Zu prüfender Text:
Das ist die letzte Option. Aber davor müssen wir durchstarten mit einem Österreich-Dialog und einer Infooffensive vor allem in den Regionen mit geringer Impfquote. Von den 30 Prozent, die noch nicht geimpft sind, sind maximal zehn Prozent fundamental dagegen. Den Rest müssen wir erreichen, dann schaut es für den Herbst gemeinsam mit einer Niedrig-Inzidenz-Strategie gut aus.

Nochmals zur Frage: Was haben Sie im Sinn der Aufarbeitung falsch gemacht?  

Ich hatte ein Riesenressort bekommen, das wollte ich auch, um Gesundheit und Sozialen zusammenzuführen. Dann ist die Pandemie gekommen. Ich habe einen Arbeitsstil, der arbeitsintensiv, dialogorientiert ist. Ich hätte entweder meinen Arbeitsstil radikal umstellen oder das Ressort verändern müssen. Wäre ich heute in derselben Situation, würde ich einen Teil des Ressorts an einen Kollegen in der Regierung abgeben. Das hätte wehgetan, aber so hätte ich mir die Kraft besser einteilen können. Das ist keine Empfehlung an den Johannes Rauch. Jeder hat seinen Stil und seine Form. Johannes wird das sehr gut machen, er ist ein Superprofi.

Müsste nicht auch das Gesundheitsministerium radikal umgebaut werden?

Angezeigte Daten:
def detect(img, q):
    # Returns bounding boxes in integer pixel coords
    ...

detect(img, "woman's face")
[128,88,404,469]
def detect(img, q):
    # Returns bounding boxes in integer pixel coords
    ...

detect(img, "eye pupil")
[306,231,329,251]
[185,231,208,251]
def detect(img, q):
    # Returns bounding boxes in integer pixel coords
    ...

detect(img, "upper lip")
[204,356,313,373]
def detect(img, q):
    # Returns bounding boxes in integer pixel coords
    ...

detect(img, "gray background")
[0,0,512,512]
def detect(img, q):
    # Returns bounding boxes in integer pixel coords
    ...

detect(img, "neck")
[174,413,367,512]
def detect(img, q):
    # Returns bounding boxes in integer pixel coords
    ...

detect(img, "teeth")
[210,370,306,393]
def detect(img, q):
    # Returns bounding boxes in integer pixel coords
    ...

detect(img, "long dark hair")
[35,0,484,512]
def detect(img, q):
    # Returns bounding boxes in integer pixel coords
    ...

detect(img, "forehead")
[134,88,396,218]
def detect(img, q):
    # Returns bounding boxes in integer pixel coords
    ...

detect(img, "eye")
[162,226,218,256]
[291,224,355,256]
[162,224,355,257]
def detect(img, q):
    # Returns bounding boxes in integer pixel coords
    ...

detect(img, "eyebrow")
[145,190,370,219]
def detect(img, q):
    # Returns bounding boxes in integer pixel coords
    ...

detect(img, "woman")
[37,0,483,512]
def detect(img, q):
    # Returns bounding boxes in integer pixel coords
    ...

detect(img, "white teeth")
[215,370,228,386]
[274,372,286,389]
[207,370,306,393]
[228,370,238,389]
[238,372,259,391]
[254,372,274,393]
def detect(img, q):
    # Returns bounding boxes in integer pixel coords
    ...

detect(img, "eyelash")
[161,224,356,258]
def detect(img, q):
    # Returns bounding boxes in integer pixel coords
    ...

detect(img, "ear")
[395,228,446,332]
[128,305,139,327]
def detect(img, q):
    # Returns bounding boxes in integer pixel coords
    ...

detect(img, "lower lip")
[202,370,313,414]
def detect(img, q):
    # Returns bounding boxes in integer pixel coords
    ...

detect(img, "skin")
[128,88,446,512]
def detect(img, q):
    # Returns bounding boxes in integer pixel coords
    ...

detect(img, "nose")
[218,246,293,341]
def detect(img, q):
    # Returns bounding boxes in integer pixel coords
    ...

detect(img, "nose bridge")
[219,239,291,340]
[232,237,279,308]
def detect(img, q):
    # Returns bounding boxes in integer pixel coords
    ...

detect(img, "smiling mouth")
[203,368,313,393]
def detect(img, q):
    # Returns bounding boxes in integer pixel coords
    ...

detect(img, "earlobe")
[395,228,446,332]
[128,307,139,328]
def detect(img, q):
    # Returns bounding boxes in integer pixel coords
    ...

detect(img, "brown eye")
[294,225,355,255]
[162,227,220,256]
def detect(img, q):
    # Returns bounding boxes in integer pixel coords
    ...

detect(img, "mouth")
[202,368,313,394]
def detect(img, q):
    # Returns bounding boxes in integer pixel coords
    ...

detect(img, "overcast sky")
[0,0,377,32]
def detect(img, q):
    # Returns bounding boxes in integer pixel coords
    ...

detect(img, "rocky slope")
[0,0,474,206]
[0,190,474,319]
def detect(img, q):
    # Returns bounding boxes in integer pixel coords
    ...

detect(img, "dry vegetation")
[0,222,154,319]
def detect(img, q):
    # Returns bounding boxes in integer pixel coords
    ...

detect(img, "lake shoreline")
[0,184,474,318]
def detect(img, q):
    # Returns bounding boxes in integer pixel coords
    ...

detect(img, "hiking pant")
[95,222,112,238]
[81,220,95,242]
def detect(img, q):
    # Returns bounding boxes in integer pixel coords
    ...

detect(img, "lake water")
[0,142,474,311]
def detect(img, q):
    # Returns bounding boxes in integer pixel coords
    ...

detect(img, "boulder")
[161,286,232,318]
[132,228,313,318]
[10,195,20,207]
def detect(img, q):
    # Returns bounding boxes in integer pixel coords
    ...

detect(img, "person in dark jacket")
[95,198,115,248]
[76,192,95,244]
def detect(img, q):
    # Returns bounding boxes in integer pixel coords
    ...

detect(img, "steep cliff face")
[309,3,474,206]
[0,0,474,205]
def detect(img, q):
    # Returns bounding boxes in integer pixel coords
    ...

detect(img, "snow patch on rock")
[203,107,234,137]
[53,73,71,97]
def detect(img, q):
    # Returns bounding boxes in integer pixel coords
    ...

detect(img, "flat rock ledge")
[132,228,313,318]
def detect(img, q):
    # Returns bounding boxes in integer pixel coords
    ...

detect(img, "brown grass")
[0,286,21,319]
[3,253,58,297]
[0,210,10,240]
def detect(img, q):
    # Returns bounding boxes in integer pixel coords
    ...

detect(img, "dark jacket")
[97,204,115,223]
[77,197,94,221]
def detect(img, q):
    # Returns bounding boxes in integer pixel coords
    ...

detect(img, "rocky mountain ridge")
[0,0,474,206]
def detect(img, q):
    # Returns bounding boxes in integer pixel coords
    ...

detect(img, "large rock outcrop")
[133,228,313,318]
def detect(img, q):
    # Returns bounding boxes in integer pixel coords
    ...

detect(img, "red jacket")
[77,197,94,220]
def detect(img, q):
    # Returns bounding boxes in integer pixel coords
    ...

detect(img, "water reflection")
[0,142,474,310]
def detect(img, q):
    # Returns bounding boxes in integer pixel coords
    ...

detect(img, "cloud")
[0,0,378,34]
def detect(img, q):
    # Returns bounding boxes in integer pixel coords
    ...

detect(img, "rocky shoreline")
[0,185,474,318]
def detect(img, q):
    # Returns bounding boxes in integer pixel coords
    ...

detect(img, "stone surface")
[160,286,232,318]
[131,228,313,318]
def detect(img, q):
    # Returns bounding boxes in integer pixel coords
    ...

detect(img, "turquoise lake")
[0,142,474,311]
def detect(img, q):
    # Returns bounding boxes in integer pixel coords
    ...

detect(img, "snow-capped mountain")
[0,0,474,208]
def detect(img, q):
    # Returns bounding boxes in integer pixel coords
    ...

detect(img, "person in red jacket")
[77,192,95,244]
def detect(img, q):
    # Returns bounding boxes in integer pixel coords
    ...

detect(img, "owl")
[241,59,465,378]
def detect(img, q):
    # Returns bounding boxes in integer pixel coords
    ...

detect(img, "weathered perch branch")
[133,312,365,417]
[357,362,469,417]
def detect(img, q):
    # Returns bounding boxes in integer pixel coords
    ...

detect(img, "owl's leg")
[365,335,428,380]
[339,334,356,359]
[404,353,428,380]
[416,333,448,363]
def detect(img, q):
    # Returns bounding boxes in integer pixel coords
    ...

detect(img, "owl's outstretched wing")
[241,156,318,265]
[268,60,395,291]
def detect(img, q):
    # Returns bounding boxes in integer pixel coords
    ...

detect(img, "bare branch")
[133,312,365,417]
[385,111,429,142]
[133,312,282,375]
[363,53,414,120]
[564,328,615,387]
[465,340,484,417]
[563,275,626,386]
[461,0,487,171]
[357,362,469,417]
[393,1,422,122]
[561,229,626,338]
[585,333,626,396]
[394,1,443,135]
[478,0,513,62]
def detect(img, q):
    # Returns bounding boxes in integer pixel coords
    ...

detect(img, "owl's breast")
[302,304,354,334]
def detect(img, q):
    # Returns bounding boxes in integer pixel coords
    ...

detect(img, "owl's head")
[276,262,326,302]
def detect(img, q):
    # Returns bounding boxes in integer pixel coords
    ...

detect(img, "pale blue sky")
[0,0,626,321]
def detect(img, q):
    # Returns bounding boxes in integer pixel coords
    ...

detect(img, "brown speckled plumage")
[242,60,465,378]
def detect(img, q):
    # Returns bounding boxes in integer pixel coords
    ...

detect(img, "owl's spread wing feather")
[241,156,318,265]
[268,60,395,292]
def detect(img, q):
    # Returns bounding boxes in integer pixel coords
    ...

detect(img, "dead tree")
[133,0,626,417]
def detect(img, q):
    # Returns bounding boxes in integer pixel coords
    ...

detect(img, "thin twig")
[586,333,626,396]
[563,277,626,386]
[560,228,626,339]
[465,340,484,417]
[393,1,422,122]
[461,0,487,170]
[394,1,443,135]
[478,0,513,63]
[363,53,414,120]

Zu lösende Aufgabe:
Beantworten Sie die folgenden Fragen zum Text.
(a) Wie viel Prozent sind laut Text noch nicht geimpft?
(b) Was würde mit einem Teil des Ressorts geschehen, wäre heute dieselbe Situation gegeben?
(c) Wie wird Johannes Rauch im Text bezeichnet?
Stützen Sie sich ausschließlich auf den Text.

Lösung der Aufgabe:
(a) 30 Prozent.
(b) Er würde an einen Kollegen in der Regierung abgegeben.
(c) Als Superprofi.